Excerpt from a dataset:
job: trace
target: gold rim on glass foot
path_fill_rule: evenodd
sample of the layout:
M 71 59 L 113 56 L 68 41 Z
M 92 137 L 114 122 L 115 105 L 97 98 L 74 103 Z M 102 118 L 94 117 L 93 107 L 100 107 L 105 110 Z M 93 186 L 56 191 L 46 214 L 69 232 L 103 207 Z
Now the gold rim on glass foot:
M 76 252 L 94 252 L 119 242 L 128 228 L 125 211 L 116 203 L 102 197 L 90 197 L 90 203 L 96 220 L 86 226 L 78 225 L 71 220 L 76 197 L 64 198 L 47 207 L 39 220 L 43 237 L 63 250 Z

==

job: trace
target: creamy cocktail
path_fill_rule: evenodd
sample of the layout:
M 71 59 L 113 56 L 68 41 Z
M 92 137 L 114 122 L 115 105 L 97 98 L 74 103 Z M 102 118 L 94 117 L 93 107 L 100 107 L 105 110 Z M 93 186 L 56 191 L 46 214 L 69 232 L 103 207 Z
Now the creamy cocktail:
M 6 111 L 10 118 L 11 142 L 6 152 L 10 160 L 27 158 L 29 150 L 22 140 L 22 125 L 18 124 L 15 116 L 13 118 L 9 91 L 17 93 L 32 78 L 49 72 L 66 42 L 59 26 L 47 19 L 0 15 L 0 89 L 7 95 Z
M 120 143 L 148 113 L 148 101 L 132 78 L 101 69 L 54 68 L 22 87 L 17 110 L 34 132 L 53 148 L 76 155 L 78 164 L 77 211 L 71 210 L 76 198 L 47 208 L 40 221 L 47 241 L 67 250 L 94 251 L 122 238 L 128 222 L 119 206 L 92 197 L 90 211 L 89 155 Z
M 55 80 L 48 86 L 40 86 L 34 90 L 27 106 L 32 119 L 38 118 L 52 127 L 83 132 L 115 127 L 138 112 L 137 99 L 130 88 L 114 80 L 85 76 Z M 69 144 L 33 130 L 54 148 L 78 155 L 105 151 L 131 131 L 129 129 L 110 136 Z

==

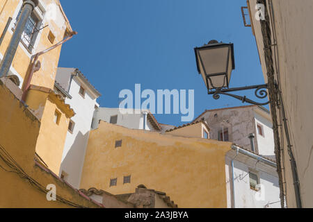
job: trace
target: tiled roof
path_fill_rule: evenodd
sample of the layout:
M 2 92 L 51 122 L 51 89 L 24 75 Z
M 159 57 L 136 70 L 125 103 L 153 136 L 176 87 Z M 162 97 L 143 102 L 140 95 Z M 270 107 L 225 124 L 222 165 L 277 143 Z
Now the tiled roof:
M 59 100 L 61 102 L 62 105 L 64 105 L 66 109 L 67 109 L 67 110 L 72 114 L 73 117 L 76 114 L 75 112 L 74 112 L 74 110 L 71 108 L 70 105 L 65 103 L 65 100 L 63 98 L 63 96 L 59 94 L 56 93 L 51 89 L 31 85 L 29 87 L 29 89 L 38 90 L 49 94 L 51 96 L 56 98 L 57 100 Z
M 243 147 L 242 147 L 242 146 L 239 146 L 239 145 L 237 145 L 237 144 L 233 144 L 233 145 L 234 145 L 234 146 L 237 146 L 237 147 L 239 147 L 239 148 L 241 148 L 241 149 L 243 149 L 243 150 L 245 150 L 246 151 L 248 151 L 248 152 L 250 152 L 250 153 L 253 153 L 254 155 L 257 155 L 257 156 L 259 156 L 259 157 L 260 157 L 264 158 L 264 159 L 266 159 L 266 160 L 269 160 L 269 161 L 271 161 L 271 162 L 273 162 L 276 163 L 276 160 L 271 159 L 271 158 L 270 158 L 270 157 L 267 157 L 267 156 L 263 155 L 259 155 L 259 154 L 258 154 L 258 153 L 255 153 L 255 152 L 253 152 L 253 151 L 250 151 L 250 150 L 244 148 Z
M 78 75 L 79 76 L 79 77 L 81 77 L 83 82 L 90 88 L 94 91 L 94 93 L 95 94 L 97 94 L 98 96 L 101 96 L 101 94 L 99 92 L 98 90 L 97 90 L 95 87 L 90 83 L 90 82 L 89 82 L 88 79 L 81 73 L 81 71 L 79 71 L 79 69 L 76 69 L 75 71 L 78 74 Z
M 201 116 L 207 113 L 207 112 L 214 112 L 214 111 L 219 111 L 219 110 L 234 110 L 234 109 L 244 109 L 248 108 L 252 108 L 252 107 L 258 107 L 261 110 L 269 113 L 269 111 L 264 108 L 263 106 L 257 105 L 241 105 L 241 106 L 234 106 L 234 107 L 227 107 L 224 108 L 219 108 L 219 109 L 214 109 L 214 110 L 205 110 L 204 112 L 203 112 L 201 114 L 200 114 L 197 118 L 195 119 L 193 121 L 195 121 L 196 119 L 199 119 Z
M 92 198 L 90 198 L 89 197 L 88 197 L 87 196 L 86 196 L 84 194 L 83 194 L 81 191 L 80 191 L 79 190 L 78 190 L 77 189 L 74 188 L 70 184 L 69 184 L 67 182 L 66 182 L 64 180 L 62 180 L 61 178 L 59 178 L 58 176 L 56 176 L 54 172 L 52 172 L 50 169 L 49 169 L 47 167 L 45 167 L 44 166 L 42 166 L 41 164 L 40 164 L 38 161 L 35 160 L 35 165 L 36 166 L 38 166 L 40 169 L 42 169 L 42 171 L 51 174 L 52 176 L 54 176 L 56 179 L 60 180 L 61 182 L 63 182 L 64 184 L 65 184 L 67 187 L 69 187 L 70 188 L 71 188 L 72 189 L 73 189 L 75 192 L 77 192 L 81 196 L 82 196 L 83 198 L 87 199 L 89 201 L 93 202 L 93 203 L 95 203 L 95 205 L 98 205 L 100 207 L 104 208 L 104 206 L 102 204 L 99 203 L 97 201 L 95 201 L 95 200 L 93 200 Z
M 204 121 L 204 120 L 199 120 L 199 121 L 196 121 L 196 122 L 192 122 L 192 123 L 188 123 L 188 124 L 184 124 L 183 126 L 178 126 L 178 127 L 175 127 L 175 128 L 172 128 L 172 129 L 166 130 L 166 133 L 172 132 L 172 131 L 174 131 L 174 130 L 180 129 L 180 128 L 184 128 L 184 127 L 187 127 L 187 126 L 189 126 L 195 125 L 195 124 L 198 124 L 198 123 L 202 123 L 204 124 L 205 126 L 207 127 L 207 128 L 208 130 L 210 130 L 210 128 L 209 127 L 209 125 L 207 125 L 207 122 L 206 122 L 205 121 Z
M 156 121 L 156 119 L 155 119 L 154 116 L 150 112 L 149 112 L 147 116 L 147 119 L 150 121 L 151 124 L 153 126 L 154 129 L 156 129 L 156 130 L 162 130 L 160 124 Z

Task details: Find each line in the listing that contains the word "creamy" and copy it. Uppercase and lowercase letters count as different.

Exercise answer:
target: creamy cocktail
Now the creamy cocktail:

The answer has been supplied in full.